> _Stated exercise 1_
Locate every line in the records below that contains the word "background", and copy each of those lines.

> _Source_

....

# 6 month baby suddenly going mental at nap times



## star99

my daughter is 6m old and has suddenly started crying hysterically when i put her down forher usual naps and bedtime. she've never been a brilliant sleeper but she's not been this bad before. She used to go into cot watch mobile then cry little bit then sleep, Now when i even zip her into her sleeing bag she looks at me like ' what the hell are you doing??!' then as soon as she goes into cot screams. Shes been ill for a few weeks cold after cold so i have been with her a lot more recently and v clingy maybe it's that? 
She's started sleeping bit better at night once she's asleep but when she wakes there is nothing i can do to console her except put her to my breast (she's mainly formula fed now) she has bit of guzzle then dummy then asleep in bed with me. I don;t think she is hungry she is weaned and eats fine .
She's started screaming i've had to just let her cry go in pick her up to console but as soon as i walk out of room she screams.

help!!any advice or ideas would be appreciated


----------



## MrsPoodle

Maybe she's ready to stay up a little bit longer? My LO did this and she was ready to stay up 3 hours instead of 2 and she is back to napping great now.

....

> _Data provided_

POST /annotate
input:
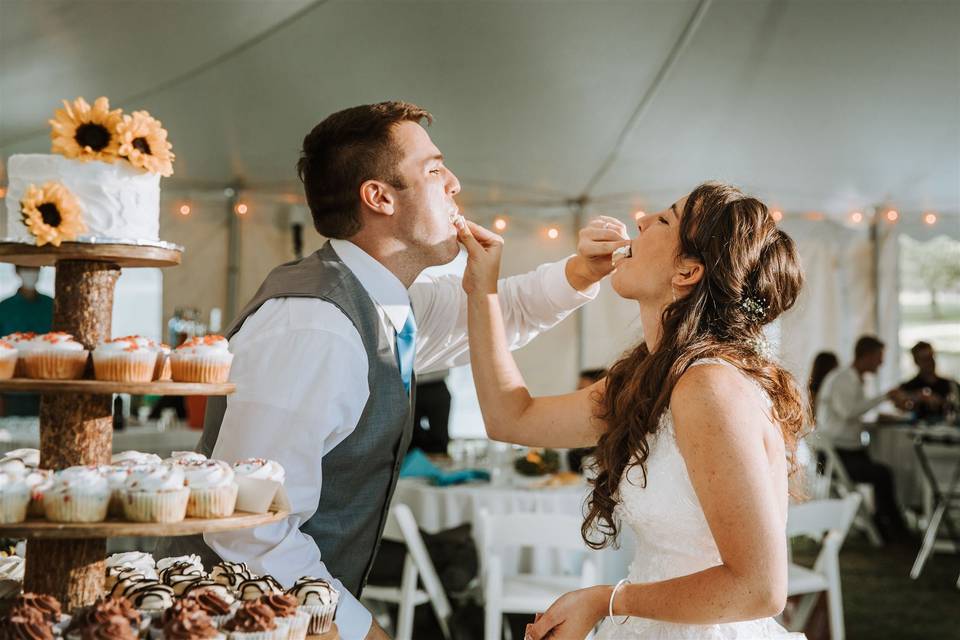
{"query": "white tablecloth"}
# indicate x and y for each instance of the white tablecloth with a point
(438, 508)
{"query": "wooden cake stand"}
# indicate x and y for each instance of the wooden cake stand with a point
(76, 425)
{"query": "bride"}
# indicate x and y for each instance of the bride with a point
(694, 428)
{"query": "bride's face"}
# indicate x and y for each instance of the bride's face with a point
(646, 275)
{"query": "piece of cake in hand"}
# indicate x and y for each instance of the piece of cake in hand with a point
(77, 494)
(156, 493)
(213, 491)
(53, 356)
(204, 359)
(127, 359)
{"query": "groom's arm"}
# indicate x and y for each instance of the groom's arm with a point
(531, 303)
(301, 376)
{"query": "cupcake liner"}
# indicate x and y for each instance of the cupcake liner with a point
(321, 617)
(55, 365)
(218, 502)
(156, 506)
(129, 367)
(60, 507)
(13, 506)
(209, 371)
(8, 366)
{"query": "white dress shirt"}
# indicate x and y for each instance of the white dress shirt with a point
(840, 404)
(301, 374)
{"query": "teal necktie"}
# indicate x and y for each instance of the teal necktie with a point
(407, 349)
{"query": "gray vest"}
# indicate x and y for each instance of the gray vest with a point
(360, 474)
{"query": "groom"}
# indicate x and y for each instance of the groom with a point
(326, 354)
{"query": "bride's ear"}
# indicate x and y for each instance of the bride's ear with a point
(688, 274)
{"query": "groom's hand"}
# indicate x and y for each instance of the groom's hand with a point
(593, 261)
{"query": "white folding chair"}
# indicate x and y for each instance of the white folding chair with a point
(402, 527)
(840, 484)
(526, 593)
(828, 522)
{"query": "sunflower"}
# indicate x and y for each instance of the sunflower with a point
(84, 132)
(51, 213)
(143, 141)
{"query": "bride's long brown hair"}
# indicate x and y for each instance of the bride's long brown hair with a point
(751, 275)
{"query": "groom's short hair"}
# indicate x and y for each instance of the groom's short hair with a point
(345, 150)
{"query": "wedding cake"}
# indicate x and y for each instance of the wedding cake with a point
(101, 183)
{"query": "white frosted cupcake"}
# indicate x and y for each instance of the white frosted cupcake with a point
(8, 360)
(127, 359)
(134, 458)
(319, 599)
(77, 494)
(156, 493)
(15, 339)
(161, 370)
(53, 356)
(14, 498)
(213, 492)
(205, 359)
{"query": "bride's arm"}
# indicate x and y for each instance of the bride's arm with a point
(510, 413)
(719, 426)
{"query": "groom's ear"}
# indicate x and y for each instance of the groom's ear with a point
(378, 197)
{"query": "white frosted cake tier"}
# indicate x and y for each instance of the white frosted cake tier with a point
(117, 201)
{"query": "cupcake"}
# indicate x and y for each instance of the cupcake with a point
(161, 370)
(213, 492)
(15, 340)
(230, 574)
(53, 356)
(11, 576)
(128, 359)
(155, 493)
(255, 588)
(131, 458)
(253, 621)
(205, 359)
(319, 600)
(8, 360)
(287, 610)
(77, 494)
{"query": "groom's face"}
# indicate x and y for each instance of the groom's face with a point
(425, 206)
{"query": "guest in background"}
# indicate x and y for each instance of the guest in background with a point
(823, 363)
(432, 414)
(928, 393)
(26, 310)
(575, 456)
(841, 403)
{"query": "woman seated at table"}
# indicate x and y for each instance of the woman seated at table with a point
(692, 427)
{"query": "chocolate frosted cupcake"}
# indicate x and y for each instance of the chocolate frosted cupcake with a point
(26, 624)
(253, 621)
(190, 624)
(319, 599)
(254, 588)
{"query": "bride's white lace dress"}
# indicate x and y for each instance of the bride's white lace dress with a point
(673, 540)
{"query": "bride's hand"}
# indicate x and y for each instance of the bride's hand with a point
(571, 617)
(483, 258)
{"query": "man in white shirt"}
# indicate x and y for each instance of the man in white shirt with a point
(322, 355)
(841, 404)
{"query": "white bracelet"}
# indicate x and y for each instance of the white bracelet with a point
(614, 595)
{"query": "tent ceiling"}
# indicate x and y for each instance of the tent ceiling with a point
(814, 105)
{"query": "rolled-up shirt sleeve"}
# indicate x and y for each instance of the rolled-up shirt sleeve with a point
(301, 376)
(531, 302)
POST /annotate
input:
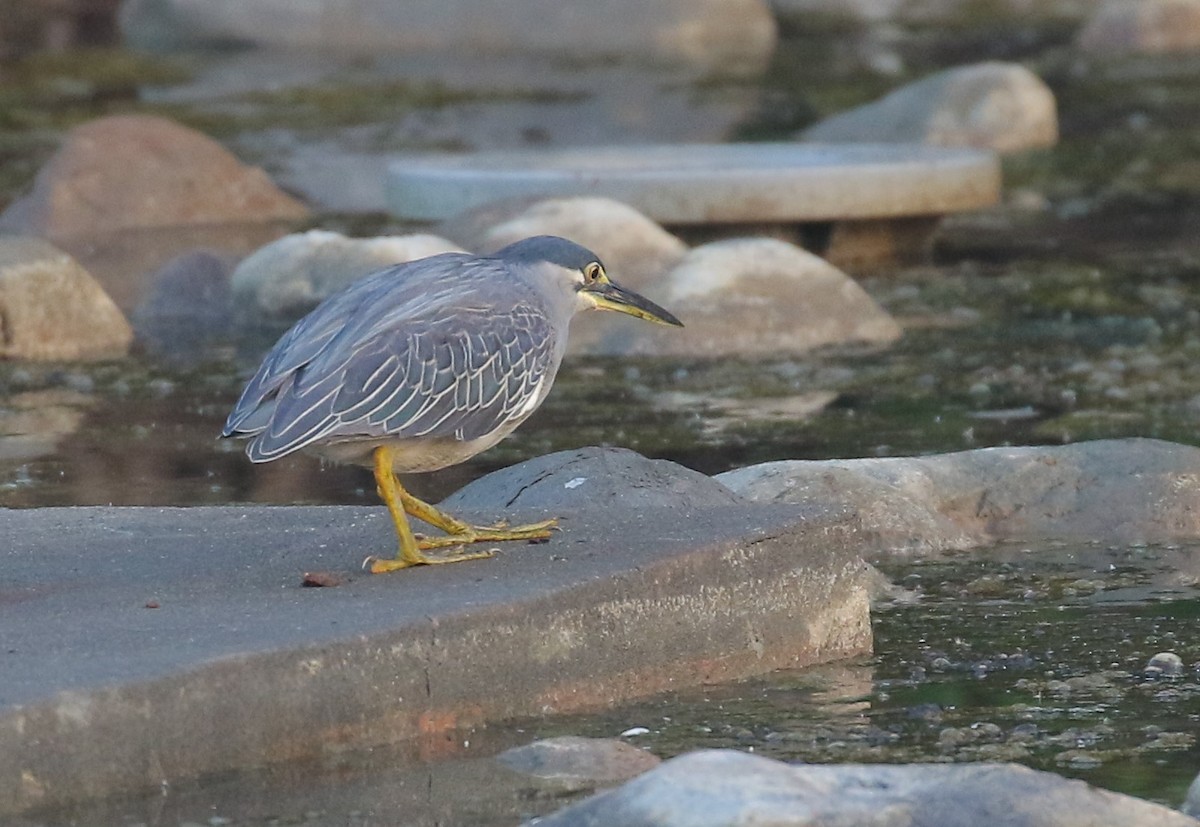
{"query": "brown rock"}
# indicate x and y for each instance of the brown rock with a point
(132, 172)
(1143, 27)
(52, 309)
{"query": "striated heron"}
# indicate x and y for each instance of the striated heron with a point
(423, 365)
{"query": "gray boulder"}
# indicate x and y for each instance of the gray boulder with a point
(137, 172)
(720, 34)
(749, 297)
(52, 309)
(991, 106)
(1141, 27)
(955, 12)
(187, 305)
(1192, 802)
(291, 276)
(592, 478)
(1121, 490)
(729, 789)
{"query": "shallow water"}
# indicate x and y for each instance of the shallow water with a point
(1072, 312)
(1026, 654)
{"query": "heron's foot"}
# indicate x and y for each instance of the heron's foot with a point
(402, 561)
(498, 533)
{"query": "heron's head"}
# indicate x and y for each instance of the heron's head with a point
(579, 270)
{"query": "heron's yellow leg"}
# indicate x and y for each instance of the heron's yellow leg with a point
(460, 532)
(409, 553)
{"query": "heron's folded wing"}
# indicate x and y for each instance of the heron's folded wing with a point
(460, 377)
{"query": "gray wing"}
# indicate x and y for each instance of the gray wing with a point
(461, 377)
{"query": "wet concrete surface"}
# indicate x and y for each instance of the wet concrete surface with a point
(144, 646)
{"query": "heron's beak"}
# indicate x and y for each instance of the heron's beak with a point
(607, 295)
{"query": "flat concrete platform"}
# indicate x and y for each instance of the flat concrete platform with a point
(141, 646)
(709, 184)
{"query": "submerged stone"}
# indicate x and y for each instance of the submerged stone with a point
(1114, 490)
(571, 762)
(994, 105)
(730, 789)
(757, 297)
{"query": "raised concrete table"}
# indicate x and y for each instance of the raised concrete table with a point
(852, 203)
(144, 646)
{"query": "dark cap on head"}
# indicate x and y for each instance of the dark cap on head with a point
(547, 249)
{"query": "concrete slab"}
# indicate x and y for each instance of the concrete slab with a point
(145, 646)
(709, 184)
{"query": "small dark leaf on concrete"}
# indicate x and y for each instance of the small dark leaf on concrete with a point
(321, 579)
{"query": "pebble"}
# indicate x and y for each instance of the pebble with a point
(1164, 664)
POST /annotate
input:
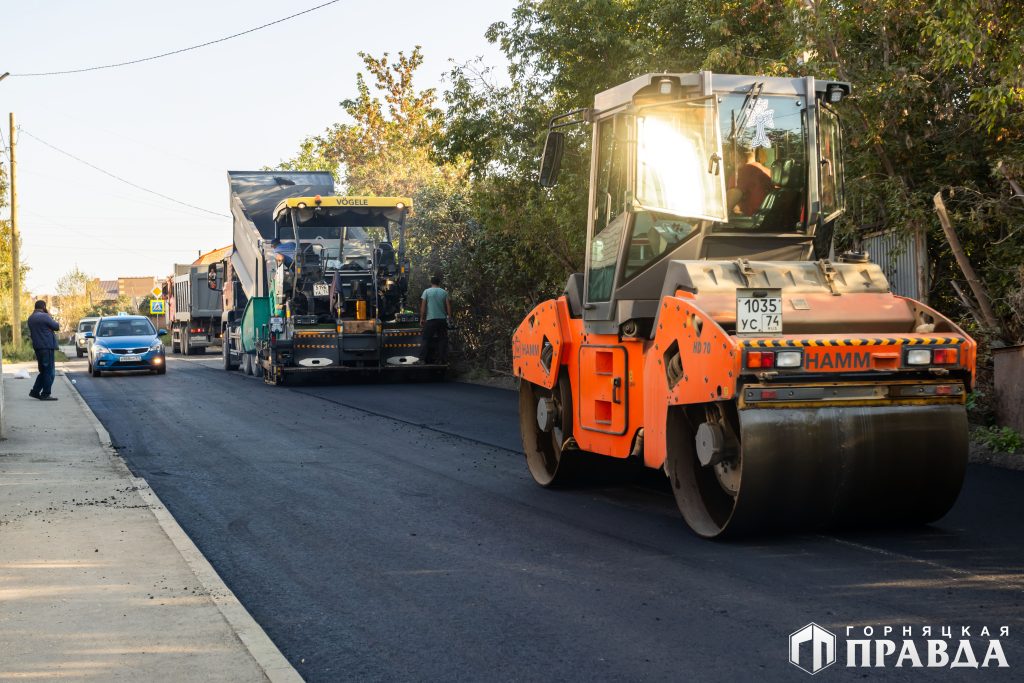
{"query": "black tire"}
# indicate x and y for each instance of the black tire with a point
(550, 462)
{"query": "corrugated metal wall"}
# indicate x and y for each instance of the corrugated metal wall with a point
(903, 257)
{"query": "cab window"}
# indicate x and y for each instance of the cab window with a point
(830, 162)
(609, 213)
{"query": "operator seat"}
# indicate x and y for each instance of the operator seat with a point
(781, 207)
(385, 254)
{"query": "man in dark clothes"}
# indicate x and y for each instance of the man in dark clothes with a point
(435, 309)
(753, 183)
(44, 340)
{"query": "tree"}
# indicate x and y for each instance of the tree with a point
(938, 103)
(6, 281)
(78, 293)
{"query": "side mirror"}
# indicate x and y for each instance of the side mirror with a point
(551, 160)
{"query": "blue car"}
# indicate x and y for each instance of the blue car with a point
(120, 343)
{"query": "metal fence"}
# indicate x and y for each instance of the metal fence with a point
(903, 257)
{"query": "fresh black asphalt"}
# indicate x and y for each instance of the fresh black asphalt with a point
(393, 532)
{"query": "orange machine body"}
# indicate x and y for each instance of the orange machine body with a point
(624, 387)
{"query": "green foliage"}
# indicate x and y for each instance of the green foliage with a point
(938, 103)
(999, 439)
(26, 353)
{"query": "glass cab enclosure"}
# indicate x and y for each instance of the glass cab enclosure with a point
(706, 167)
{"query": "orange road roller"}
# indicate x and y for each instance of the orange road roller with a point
(715, 334)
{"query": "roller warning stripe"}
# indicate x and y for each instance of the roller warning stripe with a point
(868, 341)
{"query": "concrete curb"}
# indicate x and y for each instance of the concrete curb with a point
(260, 647)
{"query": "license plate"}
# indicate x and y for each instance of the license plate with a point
(759, 311)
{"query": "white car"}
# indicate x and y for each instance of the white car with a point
(78, 339)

....

> _Stated exercise 2_
Rewrite the stretch of the nap-time thread above from "my daughter is" through "maybe it's that?", putting "nightlight" in place of "mobile".

> _Full solution 1_
{"query": "guest in background"}
# indicate x and y for each instance of the guest in background with a point

> _Full solution 2_
my daughter is 6m old and has suddenly started crying hysterically when i put her down forher usual naps and bedtime. she've never been a brilliant sleeper but she's not been this bad before. She used to go into cot watch nightlight then cry little bit then sleep, Now when i even zip her into her sleeing bag she looks at me like ' what the hell are you doing??!' then as soon as she goes into cot screams. Shes been ill for a few weeks cold after cold so i have been with her a lot more recently and v clingy maybe it's that?